Task statement » Without the images, write out all of the following entries exactly.

Material provided »

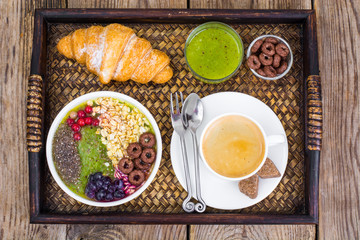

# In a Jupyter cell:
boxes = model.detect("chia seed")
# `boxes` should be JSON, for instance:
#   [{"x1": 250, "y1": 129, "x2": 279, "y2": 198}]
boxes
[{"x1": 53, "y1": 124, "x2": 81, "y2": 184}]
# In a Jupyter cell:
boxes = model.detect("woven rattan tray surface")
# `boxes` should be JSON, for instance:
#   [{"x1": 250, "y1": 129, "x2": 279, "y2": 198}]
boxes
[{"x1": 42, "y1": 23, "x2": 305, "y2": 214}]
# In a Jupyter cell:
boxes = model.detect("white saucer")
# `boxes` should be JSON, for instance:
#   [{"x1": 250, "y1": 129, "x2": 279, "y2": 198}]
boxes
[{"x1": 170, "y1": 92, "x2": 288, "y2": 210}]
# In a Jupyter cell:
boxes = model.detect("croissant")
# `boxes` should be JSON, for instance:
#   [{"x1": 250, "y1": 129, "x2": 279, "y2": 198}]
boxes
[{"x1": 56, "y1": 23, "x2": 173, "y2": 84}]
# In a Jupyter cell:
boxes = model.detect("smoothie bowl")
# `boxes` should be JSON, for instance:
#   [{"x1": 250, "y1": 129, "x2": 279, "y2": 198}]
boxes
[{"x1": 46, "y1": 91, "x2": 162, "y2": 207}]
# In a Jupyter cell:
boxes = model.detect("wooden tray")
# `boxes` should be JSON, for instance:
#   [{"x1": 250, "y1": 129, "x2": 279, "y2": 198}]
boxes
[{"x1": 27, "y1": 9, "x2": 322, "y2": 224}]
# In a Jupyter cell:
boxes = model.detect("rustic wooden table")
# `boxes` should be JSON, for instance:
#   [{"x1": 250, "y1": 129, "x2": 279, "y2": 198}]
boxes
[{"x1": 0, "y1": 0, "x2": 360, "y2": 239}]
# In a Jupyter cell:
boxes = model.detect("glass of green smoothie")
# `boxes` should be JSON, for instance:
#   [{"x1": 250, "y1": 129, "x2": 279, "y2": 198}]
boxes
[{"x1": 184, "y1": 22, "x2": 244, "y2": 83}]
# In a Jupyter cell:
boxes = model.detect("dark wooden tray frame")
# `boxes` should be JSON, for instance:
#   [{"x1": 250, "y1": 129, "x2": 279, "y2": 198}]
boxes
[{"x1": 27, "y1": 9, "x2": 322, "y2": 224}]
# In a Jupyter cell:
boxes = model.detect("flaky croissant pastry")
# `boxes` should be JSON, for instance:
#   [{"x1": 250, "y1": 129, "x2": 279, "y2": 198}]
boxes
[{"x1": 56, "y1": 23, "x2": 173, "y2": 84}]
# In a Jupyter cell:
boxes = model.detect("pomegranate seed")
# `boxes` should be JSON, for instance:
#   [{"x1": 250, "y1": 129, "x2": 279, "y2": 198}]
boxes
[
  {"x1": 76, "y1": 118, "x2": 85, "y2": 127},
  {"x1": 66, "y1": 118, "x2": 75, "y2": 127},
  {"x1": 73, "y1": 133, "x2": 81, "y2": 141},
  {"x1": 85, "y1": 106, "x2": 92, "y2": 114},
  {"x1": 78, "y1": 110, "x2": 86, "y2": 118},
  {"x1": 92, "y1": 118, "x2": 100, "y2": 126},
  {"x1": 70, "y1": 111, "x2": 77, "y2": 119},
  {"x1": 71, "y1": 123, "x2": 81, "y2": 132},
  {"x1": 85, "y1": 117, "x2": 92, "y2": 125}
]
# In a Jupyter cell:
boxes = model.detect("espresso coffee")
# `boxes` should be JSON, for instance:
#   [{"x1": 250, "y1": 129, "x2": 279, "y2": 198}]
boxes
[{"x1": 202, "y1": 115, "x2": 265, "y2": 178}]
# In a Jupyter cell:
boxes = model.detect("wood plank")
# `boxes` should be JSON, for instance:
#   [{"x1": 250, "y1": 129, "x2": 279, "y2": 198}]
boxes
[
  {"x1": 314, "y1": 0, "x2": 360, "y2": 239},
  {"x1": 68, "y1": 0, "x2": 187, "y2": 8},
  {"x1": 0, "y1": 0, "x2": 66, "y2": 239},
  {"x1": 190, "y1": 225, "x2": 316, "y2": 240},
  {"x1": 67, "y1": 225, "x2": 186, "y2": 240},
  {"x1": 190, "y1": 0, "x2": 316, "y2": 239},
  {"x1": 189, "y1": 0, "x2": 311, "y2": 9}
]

Written reply »
# In a Jupyter cell:
boxes = model.detect("chia seed")
# `boxes` should be JSON, for instance:
#   [{"x1": 250, "y1": 129, "x2": 279, "y2": 198}]
boxes
[{"x1": 53, "y1": 124, "x2": 81, "y2": 184}]
# In a Jupyter cell:
boxes = model.detect("woven rattan tray surface")
# `boxes` should be JSON, for instance:
#   [{"x1": 250, "y1": 129, "x2": 279, "y2": 198}]
boxes
[{"x1": 42, "y1": 23, "x2": 305, "y2": 214}]
# In a Jupyter cell:
boxes = model.detect("white saucer")
# `boxes` should be JSON, for instance:
#   [{"x1": 250, "y1": 129, "x2": 279, "y2": 198}]
boxes
[{"x1": 170, "y1": 92, "x2": 288, "y2": 210}]
# In a Jupyter cell:
boxes = model.detect("croissant")
# `boxes` should be JSON, for instance:
#   [{"x1": 250, "y1": 129, "x2": 279, "y2": 198}]
boxes
[{"x1": 56, "y1": 23, "x2": 173, "y2": 84}]
# In a Jupyter cell:
boxes = model.detect("smoothie bowl")
# `boxes` should be JSON, for instance:
#   [{"x1": 250, "y1": 129, "x2": 279, "y2": 198}]
boxes
[{"x1": 46, "y1": 91, "x2": 162, "y2": 207}]
# In a Jupyter cell:
boxes = model.detect("wooden tray")
# `boxes` should be JSON, for instance:
#   [{"x1": 250, "y1": 129, "x2": 279, "y2": 198}]
boxes
[{"x1": 27, "y1": 9, "x2": 322, "y2": 224}]
# In a Jupyter cell:
boxes = model.detect("rustic wooden table")
# `boxes` should be JSON, for instance:
#   [{"x1": 250, "y1": 129, "x2": 279, "y2": 198}]
boxes
[{"x1": 0, "y1": 0, "x2": 360, "y2": 239}]
# In a Jupyter cell:
boxes = model.detect("glass of green smoothie")
# `boxes` should be JSON, for instance:
#   [{"x1": 250, "y1": 129, "x2": 279, "y2": 198}]
boxes
[{"x1": 184, "y1": 22, "x2": 244, "y2": 83}]
# In a Jupyter cell:
boxes = model.detect("dark wooden tray frame")
# `boxes` should be JSON, for instance:
#   [{"x1": 250, "y1": 129, "x2": 279, "y2": 198}]
boxes
[{"x1": 27, "y1": 9, "x2": 322, "y2": 224}]
# In a Jupyter cell:
boxes = model.detect("flaky croissant pastry")
# `boxes` should be JSON, for instance:
#   [{"x1": 250, "y1": 129, "x2": 279, "y2": 198}]
boxes
[{"x1": 56, "y1": 23, "x2": 173, "y2": 84}]
# In a Jupyter cell:
boxes = model.detect("pomegranate seed")
# `boxes` should be JSON, for instance:
#   [{"x1": 250, "y1": 129, "x2": 279, "y2": 198}]
boxes
[
  {"x1": 76, "y1": 118, "x2": 85, "y2": 127},
  {"x1": 66, "y1": 118, "x2": 75, "y2": 127},
  {"x1": 73, "y1": 133, "x2": 81, "y2": 141},
  {"x1": 85, "y1": 106, "x2": 92, "y2": 114},
  {"x1": 78, "y1": 110, "x2": 86, "y2": 118},
  {"x1": 92, "y1": 118, "x2": 100, "y2": 126},
  {"x1": 70, "y1": 111, "x2": 77, "y2": 119},
  {"x1": 71, "y1": 123, "x2": 81, "y2": 132},
  {"x1": 85, "y1": 117, "x2": 92, "y2": 125}
]
# In a Jupyter cell:
boxes = model.detect("espresso coffee")
# `boxes` should be JSON, for instance:
#   [{"x1": 250, "y1": 129, "x2": 279, "y2": 198}]
boxes
[{"x1": 202, "y1": 115, "x2": 265, "y2": 178}]
# In a Jupyter cell:
boxes = model.detect("wood plank")
# `boxes` should be JSON, for instance:
#   [{"x1": 250, "y1": 129, "x2": 279, "y2": 198}]
boxes
[
  {"x1": 314, "y1": 0, "x2": 360, "y2": 239},
  {"x1": 68, "y1": 0, "x2": 187, "y2": 8},
  {"x1": 0, "y1": 0, "x2": 66, "y2": 239},
  {"x1": 190, "y1": 225, "x2": 316, "y2": 240},
  {"x1": 67, "y1": 225, "x2": 186, "y2": 240},
  {"x1": 190, "y1": 0, "x2": 316, "y2": 239},
  {"x1": 189, "y1": 0, "x2": 311, "y2": 9}
]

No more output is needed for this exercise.